◆ Dataset content:

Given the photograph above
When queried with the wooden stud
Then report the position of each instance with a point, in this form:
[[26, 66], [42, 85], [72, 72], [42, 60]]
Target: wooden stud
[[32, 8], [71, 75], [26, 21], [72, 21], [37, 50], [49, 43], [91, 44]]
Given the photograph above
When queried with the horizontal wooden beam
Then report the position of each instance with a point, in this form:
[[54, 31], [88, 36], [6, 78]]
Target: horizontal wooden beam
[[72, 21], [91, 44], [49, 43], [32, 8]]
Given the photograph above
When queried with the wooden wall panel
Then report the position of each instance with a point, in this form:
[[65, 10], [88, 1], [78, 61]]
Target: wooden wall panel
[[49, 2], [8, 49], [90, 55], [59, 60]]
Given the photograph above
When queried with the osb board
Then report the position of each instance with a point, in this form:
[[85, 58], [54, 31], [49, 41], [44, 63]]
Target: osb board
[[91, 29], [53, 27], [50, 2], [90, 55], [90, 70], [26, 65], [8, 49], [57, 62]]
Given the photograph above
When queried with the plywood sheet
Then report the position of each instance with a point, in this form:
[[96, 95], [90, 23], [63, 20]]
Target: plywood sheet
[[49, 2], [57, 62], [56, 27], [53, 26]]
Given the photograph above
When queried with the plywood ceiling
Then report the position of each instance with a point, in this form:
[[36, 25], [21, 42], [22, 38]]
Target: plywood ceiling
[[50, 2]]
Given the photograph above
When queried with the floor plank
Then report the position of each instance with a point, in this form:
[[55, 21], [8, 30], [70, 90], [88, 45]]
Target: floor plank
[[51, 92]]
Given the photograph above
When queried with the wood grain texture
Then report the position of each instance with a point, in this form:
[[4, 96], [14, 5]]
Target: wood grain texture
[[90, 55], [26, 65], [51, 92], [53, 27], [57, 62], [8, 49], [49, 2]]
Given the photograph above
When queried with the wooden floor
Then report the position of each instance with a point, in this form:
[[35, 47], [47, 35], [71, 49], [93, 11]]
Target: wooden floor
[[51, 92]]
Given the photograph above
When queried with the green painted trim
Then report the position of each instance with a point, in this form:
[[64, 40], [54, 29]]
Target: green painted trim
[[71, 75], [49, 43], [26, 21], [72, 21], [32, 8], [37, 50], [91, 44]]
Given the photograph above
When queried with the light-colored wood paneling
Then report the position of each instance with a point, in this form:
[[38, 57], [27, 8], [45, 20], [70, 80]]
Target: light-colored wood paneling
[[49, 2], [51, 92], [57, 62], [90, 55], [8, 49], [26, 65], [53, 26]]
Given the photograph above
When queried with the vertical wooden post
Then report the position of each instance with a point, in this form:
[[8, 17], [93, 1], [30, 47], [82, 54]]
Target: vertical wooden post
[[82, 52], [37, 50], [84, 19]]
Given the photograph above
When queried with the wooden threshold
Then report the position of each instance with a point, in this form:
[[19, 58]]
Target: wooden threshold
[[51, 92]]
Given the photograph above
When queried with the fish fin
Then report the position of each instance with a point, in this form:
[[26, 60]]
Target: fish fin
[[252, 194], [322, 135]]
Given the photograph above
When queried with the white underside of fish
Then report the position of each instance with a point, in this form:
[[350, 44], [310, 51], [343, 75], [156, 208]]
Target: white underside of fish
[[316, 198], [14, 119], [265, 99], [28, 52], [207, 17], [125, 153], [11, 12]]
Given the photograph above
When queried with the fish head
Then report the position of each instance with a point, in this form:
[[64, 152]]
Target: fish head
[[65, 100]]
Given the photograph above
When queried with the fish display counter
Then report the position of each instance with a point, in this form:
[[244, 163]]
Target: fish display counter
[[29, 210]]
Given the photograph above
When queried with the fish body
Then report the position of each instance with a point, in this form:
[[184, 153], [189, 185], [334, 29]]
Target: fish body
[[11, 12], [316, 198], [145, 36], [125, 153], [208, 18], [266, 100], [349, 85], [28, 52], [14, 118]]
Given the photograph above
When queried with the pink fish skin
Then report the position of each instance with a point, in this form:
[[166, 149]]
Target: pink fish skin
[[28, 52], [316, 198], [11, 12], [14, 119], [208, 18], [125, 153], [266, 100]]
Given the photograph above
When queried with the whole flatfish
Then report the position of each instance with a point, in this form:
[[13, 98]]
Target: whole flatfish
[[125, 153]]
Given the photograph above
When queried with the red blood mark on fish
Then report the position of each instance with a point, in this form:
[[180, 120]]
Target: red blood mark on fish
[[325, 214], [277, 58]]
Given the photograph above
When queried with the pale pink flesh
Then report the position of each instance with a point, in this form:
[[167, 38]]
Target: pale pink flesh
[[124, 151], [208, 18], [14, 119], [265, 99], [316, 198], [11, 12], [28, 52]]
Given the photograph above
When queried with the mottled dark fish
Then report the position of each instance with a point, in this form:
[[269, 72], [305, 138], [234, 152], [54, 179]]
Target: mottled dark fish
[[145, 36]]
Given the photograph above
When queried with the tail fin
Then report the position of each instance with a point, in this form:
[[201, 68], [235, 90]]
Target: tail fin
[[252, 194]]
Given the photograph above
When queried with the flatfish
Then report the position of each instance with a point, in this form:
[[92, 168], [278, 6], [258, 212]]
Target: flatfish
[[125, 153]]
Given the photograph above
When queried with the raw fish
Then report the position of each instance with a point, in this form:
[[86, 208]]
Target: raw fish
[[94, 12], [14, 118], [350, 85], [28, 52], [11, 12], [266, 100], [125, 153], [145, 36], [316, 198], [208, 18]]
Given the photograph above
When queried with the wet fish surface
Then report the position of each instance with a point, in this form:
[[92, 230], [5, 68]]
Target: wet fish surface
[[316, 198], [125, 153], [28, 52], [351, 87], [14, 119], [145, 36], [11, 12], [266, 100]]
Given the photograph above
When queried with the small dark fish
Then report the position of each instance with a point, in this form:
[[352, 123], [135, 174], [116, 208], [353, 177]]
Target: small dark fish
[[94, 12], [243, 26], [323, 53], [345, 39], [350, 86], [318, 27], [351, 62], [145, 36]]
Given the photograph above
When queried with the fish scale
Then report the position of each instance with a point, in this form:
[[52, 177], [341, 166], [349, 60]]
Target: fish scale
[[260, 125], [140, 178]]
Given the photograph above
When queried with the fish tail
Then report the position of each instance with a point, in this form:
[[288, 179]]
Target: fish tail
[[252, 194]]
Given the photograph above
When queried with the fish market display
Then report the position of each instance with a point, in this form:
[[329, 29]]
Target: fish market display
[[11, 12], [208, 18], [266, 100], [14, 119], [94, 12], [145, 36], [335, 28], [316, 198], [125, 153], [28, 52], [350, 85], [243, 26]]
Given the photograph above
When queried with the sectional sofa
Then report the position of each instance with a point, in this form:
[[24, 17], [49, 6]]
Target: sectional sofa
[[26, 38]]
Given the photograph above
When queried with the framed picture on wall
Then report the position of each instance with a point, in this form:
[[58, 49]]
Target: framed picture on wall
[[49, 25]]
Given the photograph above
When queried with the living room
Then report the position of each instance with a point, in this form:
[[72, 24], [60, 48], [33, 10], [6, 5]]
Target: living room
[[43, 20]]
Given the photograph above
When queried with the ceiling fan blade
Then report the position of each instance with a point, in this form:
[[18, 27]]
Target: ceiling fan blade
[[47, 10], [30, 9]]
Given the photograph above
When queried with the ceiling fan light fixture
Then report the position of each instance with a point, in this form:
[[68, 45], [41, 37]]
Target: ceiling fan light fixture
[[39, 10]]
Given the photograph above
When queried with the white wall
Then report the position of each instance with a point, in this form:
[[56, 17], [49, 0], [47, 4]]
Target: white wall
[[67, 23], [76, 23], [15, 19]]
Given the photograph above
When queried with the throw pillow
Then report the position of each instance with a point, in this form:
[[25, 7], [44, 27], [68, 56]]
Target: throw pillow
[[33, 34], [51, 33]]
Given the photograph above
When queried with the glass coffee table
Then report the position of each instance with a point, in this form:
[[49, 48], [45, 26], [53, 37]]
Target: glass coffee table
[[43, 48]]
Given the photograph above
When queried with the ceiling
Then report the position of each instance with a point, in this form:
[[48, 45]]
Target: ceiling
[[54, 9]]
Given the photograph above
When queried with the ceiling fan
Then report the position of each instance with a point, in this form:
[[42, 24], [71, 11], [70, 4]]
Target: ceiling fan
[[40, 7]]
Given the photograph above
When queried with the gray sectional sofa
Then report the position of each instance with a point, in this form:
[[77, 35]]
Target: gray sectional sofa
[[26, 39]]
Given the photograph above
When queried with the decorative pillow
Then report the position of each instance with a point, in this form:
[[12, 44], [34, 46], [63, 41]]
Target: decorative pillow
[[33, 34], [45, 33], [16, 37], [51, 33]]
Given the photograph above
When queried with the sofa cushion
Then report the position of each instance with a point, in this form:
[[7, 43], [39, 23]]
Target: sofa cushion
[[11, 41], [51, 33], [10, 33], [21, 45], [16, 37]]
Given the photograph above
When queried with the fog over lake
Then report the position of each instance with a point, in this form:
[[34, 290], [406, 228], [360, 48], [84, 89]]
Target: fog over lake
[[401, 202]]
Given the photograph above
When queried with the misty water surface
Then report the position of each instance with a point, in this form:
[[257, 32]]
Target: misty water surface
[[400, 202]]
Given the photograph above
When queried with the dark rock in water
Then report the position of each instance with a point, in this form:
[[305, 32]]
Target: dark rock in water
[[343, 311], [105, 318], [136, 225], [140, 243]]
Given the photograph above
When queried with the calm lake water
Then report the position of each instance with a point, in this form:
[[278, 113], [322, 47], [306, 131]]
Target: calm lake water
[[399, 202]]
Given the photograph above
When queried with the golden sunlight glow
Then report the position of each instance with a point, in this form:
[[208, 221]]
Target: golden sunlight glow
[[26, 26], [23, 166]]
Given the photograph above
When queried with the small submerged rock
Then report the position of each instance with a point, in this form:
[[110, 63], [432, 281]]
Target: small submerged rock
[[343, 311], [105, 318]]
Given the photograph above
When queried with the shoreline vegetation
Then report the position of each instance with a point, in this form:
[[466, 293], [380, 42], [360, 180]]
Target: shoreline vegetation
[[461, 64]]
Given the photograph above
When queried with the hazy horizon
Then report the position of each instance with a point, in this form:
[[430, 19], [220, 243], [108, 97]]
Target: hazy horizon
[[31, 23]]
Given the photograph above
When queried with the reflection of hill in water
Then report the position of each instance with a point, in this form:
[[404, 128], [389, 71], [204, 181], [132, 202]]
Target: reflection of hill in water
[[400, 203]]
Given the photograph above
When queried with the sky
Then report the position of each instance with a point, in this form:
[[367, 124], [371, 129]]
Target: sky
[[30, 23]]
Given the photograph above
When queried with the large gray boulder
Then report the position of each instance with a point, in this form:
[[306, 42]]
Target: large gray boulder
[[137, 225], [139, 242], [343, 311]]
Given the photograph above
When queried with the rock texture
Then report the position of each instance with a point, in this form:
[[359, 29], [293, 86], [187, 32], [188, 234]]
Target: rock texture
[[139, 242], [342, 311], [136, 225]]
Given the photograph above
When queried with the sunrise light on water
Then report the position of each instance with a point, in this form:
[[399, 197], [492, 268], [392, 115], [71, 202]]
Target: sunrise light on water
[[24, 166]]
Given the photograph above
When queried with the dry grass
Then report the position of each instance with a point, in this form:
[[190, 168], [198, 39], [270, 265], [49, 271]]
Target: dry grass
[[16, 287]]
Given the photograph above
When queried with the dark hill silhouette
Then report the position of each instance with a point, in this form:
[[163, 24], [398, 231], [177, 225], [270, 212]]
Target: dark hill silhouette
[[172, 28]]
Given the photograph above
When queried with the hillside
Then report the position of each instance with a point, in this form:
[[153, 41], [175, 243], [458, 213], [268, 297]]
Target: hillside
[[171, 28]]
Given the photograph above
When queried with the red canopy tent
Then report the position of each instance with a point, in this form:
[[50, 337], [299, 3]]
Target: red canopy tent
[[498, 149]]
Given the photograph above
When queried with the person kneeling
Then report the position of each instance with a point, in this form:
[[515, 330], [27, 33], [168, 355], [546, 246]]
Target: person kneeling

◆ Exercise instructions: When you reach the line in the material above that holds "Target: fish body", begin reproducing lines exactly, and stop after the line that holds "When queried with the pale pink flesh".

◆ Exercise answer:
Target: fish body
[[11, 12], [316, 198], [145, 36], [125, 153], [208, 18], [266, 100], [349, 85], [28, 52], [14, 118]]
Given the photograph above
When queried with the pink fish skin
Then report the position of each instance with a point, in this form:
[[166, 149]]
Target: pink fish skin
[[28, 52], [316, 198], [11, 12], [14, 119], [208, 18], [125, 153], [266, 100]]
Given the photograph above
When queried with the whole flatfish
Then report the position of each instance with a point, in this form:
[[13, 98]]
Target: whole flatfish
[[125, 153]]
Given the photograph above
When queried with the red blood mark on fish
Then report the position of each instance with a point, in this form:
[[180, 120]]
Target: red blood mark on fish
[[325, 214], [277, 58]]
Given the photograph above
When queried with the pale pink flesh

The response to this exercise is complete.